- WHAT YOU ARE ASKED TO DO:
Retype all of the data word for word, without pictures.

Items listed in a dataset:
BEGIN

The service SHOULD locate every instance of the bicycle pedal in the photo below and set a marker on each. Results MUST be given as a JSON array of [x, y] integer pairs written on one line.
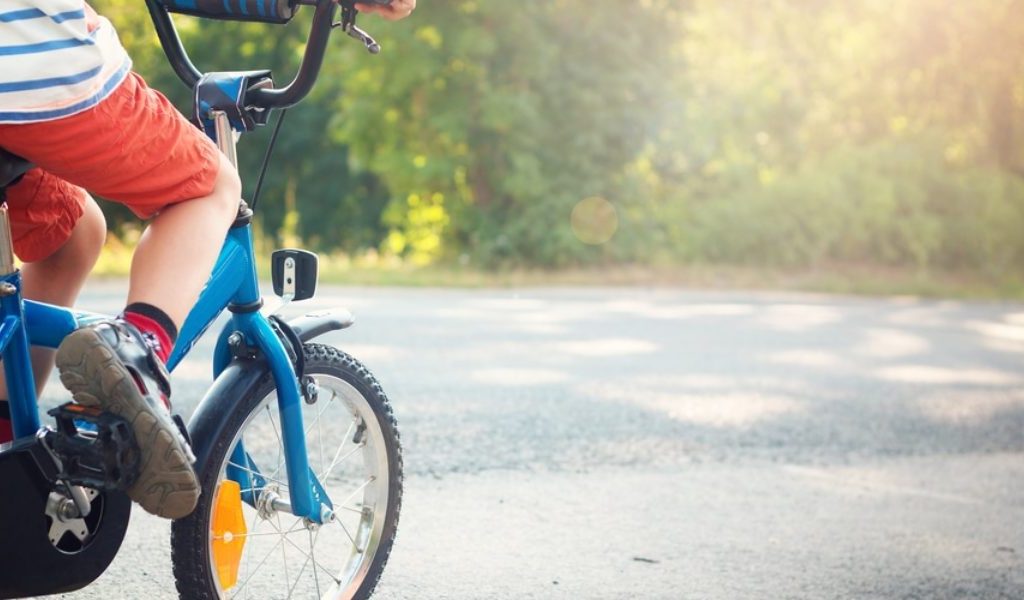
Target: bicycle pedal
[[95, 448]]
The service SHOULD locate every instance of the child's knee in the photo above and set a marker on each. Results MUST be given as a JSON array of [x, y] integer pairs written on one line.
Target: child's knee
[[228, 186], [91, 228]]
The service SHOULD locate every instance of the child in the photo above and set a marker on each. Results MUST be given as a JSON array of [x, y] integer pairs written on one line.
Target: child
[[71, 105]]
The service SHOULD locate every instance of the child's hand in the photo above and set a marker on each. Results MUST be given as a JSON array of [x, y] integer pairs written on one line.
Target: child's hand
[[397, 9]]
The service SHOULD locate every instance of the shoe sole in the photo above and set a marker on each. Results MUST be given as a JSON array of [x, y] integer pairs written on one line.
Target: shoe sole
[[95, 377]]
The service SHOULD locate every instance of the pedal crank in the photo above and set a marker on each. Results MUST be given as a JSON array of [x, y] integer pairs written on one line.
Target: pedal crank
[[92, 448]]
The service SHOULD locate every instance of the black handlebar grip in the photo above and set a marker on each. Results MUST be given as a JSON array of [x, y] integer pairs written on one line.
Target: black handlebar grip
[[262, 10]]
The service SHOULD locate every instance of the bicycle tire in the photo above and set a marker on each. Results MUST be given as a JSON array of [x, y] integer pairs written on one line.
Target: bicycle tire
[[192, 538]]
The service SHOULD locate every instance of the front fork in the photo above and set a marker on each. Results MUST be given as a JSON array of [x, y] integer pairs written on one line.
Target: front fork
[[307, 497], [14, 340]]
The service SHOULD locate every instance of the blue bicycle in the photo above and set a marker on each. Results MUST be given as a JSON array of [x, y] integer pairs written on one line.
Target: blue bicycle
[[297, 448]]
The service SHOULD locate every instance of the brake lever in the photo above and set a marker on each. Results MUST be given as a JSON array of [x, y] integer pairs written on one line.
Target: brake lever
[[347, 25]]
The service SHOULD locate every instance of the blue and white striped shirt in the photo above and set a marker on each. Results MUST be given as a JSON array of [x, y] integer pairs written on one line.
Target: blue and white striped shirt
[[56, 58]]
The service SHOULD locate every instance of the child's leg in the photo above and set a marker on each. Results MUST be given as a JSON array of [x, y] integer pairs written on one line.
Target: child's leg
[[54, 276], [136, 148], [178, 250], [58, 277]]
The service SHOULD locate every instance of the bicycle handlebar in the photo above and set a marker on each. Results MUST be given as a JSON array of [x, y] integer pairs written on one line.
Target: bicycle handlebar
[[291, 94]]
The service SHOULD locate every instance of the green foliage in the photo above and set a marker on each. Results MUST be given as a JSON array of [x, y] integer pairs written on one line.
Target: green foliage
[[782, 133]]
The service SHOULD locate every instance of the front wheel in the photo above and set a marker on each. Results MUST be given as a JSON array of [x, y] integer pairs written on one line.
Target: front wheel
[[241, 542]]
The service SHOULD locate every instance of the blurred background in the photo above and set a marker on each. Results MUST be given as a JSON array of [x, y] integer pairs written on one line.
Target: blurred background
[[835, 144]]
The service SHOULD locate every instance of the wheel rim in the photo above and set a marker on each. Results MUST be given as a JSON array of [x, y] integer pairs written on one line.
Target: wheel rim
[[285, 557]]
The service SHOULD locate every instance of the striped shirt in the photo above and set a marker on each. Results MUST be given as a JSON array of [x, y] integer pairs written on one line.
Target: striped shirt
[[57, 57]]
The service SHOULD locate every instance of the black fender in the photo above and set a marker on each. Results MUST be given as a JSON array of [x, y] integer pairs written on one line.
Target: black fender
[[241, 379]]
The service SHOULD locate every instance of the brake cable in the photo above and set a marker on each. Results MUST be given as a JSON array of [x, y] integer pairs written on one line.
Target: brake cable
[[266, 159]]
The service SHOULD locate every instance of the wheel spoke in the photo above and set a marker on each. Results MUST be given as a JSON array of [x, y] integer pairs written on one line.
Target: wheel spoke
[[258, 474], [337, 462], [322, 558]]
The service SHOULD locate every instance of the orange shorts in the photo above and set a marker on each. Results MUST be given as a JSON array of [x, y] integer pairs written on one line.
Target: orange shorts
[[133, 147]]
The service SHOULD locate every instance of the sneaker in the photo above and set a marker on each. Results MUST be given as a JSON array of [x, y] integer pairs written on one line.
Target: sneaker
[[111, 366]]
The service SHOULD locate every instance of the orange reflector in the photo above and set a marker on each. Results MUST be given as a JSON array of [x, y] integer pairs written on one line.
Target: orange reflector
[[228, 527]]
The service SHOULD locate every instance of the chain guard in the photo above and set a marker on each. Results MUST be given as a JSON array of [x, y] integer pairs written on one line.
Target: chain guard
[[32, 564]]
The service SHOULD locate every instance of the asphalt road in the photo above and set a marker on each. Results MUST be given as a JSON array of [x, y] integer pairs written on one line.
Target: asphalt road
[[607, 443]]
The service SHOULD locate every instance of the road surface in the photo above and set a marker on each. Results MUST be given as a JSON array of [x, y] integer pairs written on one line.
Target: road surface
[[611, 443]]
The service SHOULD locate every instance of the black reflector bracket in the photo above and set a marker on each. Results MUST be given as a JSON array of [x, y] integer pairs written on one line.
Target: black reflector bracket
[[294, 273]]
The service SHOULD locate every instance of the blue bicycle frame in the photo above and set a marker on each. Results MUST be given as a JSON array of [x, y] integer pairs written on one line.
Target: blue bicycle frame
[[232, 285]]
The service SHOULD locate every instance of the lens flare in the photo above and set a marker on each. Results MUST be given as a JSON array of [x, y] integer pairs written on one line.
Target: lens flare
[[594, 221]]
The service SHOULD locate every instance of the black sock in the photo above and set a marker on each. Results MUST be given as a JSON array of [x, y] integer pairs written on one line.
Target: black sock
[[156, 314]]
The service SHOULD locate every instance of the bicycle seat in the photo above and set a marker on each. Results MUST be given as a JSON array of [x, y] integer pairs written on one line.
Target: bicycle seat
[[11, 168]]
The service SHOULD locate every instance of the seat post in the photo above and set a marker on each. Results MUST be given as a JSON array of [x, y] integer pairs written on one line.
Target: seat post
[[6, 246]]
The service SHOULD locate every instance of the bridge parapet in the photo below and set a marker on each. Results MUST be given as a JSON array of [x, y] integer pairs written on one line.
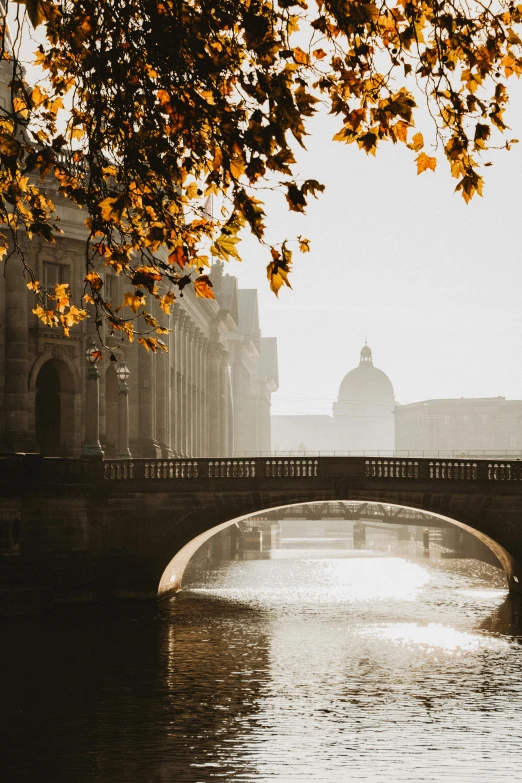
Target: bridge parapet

END

- RESULT OF THIS TASK:
The service SHOULD locate every instance of the bicycle pedal in the photo below and set a marker on each. Results MUST be given as a JSON array of [x, y] integer pairs written on one line.
Target: bicycle pedal
[[95, 448]]
The service SHOULD locate every instance of the child's knee in the photo above and set a marker on each. Results MUST be given as a JSON array of [x, y] integer pairs written on one line.
Target: child's knee
[[228, 186], [91, 228]]
The service SHOULD locate every instance of the child in the photo above and set a marker on each. Results MUST be given as a JSON array of [x, y] integer pairs written on one line.
Target: child
[[71, 105]]
The service SHOULD locate every instance of the child's hand in the photo above and set a marker on each. Results MUST be given as a JSON array of [x, y] integer pairs written on one line.
Target: child's hand
[[397, 9]]
The service SHOULD locate every instance of the shoe sole in the photo above and set a marker on each. Results MUST be given as a JSON array of [x, y] integer pairs written on one line.
Target: shoe sole
[[95, 377]]
The service SHOULD locate every instance of the pedal crank in the photo above and set a marker on each. Results MUST be given as a JSON array of [x, y] integer pairs written on one line.
Target: pedal crank
[[92, 448]]
The service SHOULD locate every instance of the black handlebar grip in the photo above and set a marker on each. Results MUST be given as a JSON array of [x, y] integer pairs written on one line.
Target: black handlebar grip
[[262, 10]]
The service SHOULD locate every instance of the bicycle tire in the photo above and set a marker on each. Results MUST be given as a JSON array of [x, y] integer pairs written on one line.
Target: bicycle tire
[[192, 538]]
The service SHOULD locate every instance of the front fork in the photo above and set a marker on each. Results MUST be given as a JSON array of [x, y] integer pairs written on one line.
Target: front fork
[[307, 497], [14, 340]]
The service SHOULD locate every instance of the blue bicycle in the photo above and set a marker on each. Results MUST be given as a JSON array of [x, y] integer pairs written on one line.
Target: blue bicycle
[[297, 448]]
The service SHOULD locate every instance of the brake lever in the photo above and set a marker on each. Results MUST be given as a JSON array of [x, y] integer pairs written on one line.
Target: brake lever
[[347, 25]]
The service SHOULD locate every instance of the blue and white striped shirt in the photo above and set a marker on each. Results MUST be given as a JSON array of [x, y] integer pairs written on one line.
Target: blue and white striped shirt
[[56, 58]]
The service SHOULD locate every instance of the child's leg in the photo above and set a marker on each. Results MUST be given as a JSON array of [x, y] integer pairs written on one line.
Target: child's leg
[[54, 276], [136, 148], [178, 250], [58, 277]]
The service SHOULD locate every instance of the bicycle handlebar in the photo above and set a marker on each. Results MUST be given as a JSON array of [x, y] integer pairs written on one line.
Target: bicycle handlebar
[[291, 94]]
The service SHOULD locate every instance of the green foliage in the photo above and set a marker on each. Results MUST be given as a JSON array of [x, y] integer pairs written on one line.
Target: green foliage
[[782, 133]]
The service SHOULD locate every instance of the front wheel in the photo above and set a marker on each. Results MUST be given as a JSON array of [x, y] integer pairs written on one line.
Target: front wheel
[[241, 542]]
The service SHOULD locate every instance of the blurred background in the photo above and set a marker on each. Results MUST be given as a JSON array of [x, y] integer pairs written on one line.
Target: blurred background
[[835, 144]]
The service SHOULD locate every instance of the wheel rim in the photo above and set a marker on each. Results MUST be given as a JSON array of [x, y] integer pairs written on one line.
Target: wheel rim
[[285, 557]]
The service SHOULD locate every instance of the striped shirt in the photo above and set a marker on each. Results MUST be given as a JSON array of [x, y] integer pairs written on one line.
Target: striped shirt
[[57, 57]]
The service SHOULD locate every instance of the black fender in the photo above and set a marker on each. Results MUST be given as a JSON array of [x, y] integer pairs written on one line.
Target: black fender
[[241, 379]]
The service SHOULD locate every instance of the brake cable in the photo above and set a marker on each. Results MUST be given as a JSON array of [x, y] integer pairs written on one line.
Target: brake cable
[[266, 159]]
The service SHOULD locate every instance of the wheel spoke in the photo above and set a marker on each. Results MUST be given as a JSON array of [x, y] integer pairs written on one line.
Target: wheel spoke
[[258, 474], [337, 462], [322, 558]]
The service SHOULD locate every instance of the orange shorts in the photo above and set a marker on each. Results MUST be given as a JSON array of [x, y] integer pairs written on one line.
Target: orange shorts
[[133, 147]]
The service SHOULD locate every instance of the sneaker in the photo above and set a marker on each. Results MUST be given as a JSON array of [x, y] integer pairs written on one line.
Target: sneaker
[[111, 366]]
The service SHOULD locate every instance of the orange reflector in the photo above and set a marker on each. Results MUST be given as a JSON array of [x, y] integer pairs written on one line.
Target: orange reflector
[[228, 527]]
The service SHOULD locate every instance of the chain guard in the photo above and set a marker on each. Results MUST be given as a JSON array of [x, y] integer pairs written on one line.
Target: chain guard
[[32, 564]]
The service SHOULD locate every instance of the asphalt road in the photo above and set a marker on each. Results MUST be given as a JSON array of [x, y] integer pairs written on one line.
Target: asphalt road
[[607, 443]]
The service SHOULD locate every instance of the road surface in the photo above and set a marker on each. Results MUST be given as a JSON array of [x, y] integer pairs written on one line.
Target: road surface
[[611, 443]]
The service SHOULD locate every instance of the black reflector bracket in the photo above and set a marker on each. Results MUST be given as a JSON array of [x, y] integer pairs written on one line.
Target: black reflector bracket
[[294, 273]]
The service SHOULD locate every instance of the blue bicycle frame in the photo above and set a marker on each. Results MUST be given as a JSON array of [x, y] integer pairs written on one line.
Target: blue bicycle frame
[[232, 285]]
The service SHOULD locate every instance of the lens flare in the photo above and set a marker on each. Results MUST be given as a JSON array of [x, y] integer pairs written on one line.
Target: lens flare
[[594, 221]]
The service SHOULD locate every instance of the black sock in the photo above and set a marker on each. Results MUST be given as a JSON array of [x, y] integer pairs written on one line.
Target: black sock
[[156, 314]]
The service SHOULD locate every instance of the bicycle seat in the photo above and set a marker on each. Results MUST be given as a JSON array of [x, y] integer pairs written on one line.
Target: bicycle seat
[[11, 168]]
The service SHOULD locate every instance of the seat post in the photo above and set a marker on each. Results MUST be given as a JSON array of [x, y] integer pairs written on one line.
Target: seat post
[[6, 246]]
The service SHOULD locate every instance of the bridge parapet in the photo below and set a marker on each. Results MUST be given as a JSON array of [x, y] integer pairs written on one line.
Target: bridge parapet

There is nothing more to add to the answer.